[Dataset excerpts on object pointing]

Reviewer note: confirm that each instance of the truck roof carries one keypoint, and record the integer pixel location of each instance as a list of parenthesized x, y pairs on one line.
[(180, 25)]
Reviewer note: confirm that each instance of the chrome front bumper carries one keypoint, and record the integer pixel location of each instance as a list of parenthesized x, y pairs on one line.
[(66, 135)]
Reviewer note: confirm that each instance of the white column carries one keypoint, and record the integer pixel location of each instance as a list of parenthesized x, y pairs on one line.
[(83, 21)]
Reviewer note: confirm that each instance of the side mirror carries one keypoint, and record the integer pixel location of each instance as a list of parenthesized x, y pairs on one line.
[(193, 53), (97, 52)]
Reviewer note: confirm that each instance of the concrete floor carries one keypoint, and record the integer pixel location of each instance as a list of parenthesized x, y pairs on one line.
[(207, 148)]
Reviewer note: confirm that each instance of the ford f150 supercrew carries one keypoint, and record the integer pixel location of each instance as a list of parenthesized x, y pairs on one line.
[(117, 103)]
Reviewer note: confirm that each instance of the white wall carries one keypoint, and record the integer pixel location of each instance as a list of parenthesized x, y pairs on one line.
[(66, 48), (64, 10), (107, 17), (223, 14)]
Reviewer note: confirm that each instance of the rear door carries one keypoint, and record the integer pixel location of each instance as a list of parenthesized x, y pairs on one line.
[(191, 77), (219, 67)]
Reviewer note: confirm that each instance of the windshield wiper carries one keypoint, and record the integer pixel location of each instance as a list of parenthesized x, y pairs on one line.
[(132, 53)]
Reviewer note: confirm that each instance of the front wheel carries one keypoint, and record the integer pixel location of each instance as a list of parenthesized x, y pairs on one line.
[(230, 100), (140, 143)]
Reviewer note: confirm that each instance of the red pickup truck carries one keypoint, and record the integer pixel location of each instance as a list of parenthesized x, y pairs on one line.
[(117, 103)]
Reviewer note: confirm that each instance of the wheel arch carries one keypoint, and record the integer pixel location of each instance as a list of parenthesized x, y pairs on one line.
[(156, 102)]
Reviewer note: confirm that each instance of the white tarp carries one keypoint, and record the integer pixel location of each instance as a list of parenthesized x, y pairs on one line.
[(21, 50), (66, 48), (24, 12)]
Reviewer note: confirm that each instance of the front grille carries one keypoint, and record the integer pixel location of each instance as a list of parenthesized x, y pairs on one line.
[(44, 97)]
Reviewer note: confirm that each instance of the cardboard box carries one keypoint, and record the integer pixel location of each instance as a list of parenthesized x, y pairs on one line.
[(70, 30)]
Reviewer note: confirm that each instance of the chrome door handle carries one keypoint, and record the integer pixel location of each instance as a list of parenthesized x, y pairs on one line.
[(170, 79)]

- [WORK TO COMPLETE]
Rewrite all of the lines above, swapping every occurrence of "keypoint" for "marker" and leaving everything else unchanged.

- [SOLUTION FOR THIS PROBLEM]
Reviewer note: confirm that each instance of the truck roof carries one marker, and record the integer pixel location of each instance as a list of parenthesized x, y pairs on one line.
[(180, 25)]
Reviewer note: confirm that each instance of the chrome front bumper carries one marker, and record the integer pixel location of each instance as a list of parenthesized x, y pairs on one line.
[(66, 135)]
Reviewer note: confirm that each instance of the white column carries one marker, and record the integer pixel location of each instance as a list of parenthesized x, y pairs on one line.
[(83, 21)]
Reviewer note: confirm that each instance of the side mirror carries one marker, and record the integer pixel location of each instance as a list of parenthesized x, y pairs on one line.
[(193, 53), (97, 52)]
Reviewer note: confirm that each instance of the concrete floor carries one marker, and record the integer pixel location of each instance as a list of parenthesized x, y pairs on one line.
[(207, 148)]
Reviewer note: confirm that each instance of the ford f150 supercrew carries one marker, and record the integer pixel location of each instance as a list of parenthesized x, y pairs on one line.
[(117, 103)]
Reviewer note: confirm that each instance of the white wall carries one marker, and record the integer pixel location of each instance as a list of parenthesized x, y pairs on one line.
[(66, 48), (64, 10), (107, 17), (223, 14)]
Reviewer note: confirm that each instance of the rear door carries one marker, and record the integer pixel location of each instance as a list of parenthesized x, y pairs on one line.
[(191, 77), (219, 67)]
Reviewer note: confirm that each instance of the windshield wiper carries one marker, and record the integer pixel location of each instance as a list of parenthesized x, y pairs on one line.
[(132, 53)]
Reviewer note: confirm that each instance of the front wheel carries one marker, and record the integer pixel location of each instance as a list of parenthesized x, y pairs on one line.
[(230, 100), (140, 143)]
Reviewer note: confirm that each instance of the red pickup truck carries one marker, and record the integer pixel location of each instance as a list of parenthesized x, y pairs on one line.
[(117, 103)]
Reviewer note: confirm that each instance of the wheel arch carries one marker, and record the integer pixel location of each instance as a list of parenthesized x, y pairs on one line.
[(156, 102)]
Reviewer note: confirm that each instance of the white tarp carries one marker, and record the integer pixel location of each instance as a list of parenthesized x, y pairs on one line.
[(21, 50), (66, 48), (24, 12)]
Reviewer note: confirm that each instance of the front grille carries one marker, and record the integer pixel location of each instance as a list of parenthesized x, y pairs on one line.
[(44, 97)]
Reviewer note: confirm that each instance of the cardboard box carries one marker, and record the integer pixel location of each instance as a list of parenthesized x, y pairs on one line.
[(70, 30)]
Reviewer note: confirm that each instance of the chrome door handle carries one marker, and record the integer pixel location of each instance as a list of parenthesized x, y pairs on one line.
[(170, 79)]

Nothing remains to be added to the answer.